Dataset entries
--------
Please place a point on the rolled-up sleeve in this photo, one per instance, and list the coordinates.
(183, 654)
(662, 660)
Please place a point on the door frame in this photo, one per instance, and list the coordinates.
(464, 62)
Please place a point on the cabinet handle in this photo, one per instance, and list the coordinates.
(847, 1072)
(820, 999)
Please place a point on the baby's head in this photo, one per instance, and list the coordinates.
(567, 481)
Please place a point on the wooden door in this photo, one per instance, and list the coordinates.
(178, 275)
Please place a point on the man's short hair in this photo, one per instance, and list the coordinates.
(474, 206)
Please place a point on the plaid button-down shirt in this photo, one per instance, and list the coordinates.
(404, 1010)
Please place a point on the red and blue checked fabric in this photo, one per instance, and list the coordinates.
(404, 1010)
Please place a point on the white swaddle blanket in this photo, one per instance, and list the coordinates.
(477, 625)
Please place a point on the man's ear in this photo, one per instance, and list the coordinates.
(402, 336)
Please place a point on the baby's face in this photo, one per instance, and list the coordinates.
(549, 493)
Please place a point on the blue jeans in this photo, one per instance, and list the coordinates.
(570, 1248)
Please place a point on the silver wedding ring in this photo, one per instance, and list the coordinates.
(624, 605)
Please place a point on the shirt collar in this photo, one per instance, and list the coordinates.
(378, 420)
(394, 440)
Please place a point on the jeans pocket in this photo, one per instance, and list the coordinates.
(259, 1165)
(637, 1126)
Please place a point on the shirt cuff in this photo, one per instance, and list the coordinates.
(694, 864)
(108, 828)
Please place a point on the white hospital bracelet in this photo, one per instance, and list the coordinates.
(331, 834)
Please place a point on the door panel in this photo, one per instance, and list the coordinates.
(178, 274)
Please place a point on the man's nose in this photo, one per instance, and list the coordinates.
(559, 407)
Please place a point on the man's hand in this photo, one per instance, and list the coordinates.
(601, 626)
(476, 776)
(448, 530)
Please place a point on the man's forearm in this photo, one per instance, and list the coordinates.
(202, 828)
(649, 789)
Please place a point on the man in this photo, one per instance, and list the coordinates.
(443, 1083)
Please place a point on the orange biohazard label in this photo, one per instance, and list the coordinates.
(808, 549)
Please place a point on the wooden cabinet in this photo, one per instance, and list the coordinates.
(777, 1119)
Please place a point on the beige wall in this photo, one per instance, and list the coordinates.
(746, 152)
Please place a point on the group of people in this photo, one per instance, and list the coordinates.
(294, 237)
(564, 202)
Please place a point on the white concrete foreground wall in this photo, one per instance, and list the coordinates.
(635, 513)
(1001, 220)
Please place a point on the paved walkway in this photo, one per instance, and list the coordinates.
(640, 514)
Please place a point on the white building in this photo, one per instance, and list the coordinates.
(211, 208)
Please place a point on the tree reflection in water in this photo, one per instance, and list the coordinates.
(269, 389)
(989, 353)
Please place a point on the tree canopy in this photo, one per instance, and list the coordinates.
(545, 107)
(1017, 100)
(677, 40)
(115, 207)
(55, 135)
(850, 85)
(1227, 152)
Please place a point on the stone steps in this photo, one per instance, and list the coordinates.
--------
§ **Brief**
Exactly the lines from the one containing "Please place a point on the tree canopy" through the final line of the records above are needed, copied word for word.

§ **Output**
Please place a point on the tree canopy in this photo, one per instance, and list the coordinates.
(545, 107)
(1017, 100)
(677, 40)
(115, 207)
(55, 135)
(850, 85)
(1227, 152)
Please place a point on the stone steps in this photo, one per instance, and list the coordinates.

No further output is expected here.